Set problem => Rewrite the data from the line with "[segment] woman's sandal" through the end, replacing "sandal" with "slipper" and leaving everything else unchanged. Give only those lines.

Dataset records =>
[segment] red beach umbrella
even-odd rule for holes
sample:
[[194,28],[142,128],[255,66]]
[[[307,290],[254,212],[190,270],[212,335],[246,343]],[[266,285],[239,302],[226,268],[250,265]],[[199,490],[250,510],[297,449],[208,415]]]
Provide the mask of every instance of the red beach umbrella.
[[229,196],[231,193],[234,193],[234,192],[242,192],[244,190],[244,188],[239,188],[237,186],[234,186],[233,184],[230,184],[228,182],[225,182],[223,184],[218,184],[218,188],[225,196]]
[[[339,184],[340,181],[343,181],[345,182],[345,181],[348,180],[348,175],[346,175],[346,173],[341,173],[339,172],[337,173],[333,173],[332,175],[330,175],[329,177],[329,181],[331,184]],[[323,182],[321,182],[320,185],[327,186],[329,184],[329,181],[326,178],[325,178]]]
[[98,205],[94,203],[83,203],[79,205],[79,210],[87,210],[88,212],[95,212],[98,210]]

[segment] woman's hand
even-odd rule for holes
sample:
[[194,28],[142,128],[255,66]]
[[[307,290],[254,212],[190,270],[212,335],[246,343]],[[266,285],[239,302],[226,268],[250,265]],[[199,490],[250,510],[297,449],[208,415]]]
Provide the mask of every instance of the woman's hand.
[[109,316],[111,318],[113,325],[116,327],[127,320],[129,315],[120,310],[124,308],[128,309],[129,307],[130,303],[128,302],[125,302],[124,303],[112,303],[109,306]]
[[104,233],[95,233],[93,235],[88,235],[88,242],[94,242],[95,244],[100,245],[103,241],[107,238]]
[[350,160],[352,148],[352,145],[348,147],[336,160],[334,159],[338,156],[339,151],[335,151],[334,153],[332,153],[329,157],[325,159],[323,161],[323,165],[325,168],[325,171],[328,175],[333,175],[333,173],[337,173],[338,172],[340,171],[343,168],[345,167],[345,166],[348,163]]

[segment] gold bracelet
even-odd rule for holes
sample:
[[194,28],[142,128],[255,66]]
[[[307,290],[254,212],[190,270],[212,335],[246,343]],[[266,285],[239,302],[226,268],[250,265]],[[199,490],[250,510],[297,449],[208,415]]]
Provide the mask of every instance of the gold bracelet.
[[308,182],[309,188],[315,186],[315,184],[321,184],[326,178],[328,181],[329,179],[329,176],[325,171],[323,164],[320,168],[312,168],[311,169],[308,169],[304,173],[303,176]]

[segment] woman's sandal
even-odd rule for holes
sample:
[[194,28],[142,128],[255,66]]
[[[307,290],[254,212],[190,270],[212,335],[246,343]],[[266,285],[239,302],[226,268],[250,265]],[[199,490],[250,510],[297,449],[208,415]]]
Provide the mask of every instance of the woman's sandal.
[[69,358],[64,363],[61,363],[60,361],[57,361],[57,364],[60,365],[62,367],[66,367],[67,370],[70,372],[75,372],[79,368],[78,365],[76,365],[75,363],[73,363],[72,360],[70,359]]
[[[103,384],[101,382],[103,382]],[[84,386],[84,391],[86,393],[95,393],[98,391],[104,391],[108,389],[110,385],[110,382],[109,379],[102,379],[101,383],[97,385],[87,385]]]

Exercise result =>
[segment] woman's slipper
even-odd rule for holes
sample:
[[194,28],[142,128],[255,66]]
[[[307,290],[254,212],[190,270],[212,335],[246,343]],[[266,285],[239,302],[226,268],[250,265]],[[199,490],[250,510],[297,449],[208,415]]]
Provide the mask of every instance of the woman's slipper.
[[69,358],[64,363],[61,363],[60,361],[57,361],[57,364],[60,365],[62,367],[66,367],[67,370],[70,372],[75,372],[79,368],[78,365],[76,365],[75,363],[73,363],[72,360],[70,359]]
[[[103,384],[101,382],[103,382]],[[84,386],[84,391],[86,393],[95,393],[98,391],[104,391],[108,389],[110,385],[110,382],[109,379],[102,379],[101,383],[97,385],[87,385]]]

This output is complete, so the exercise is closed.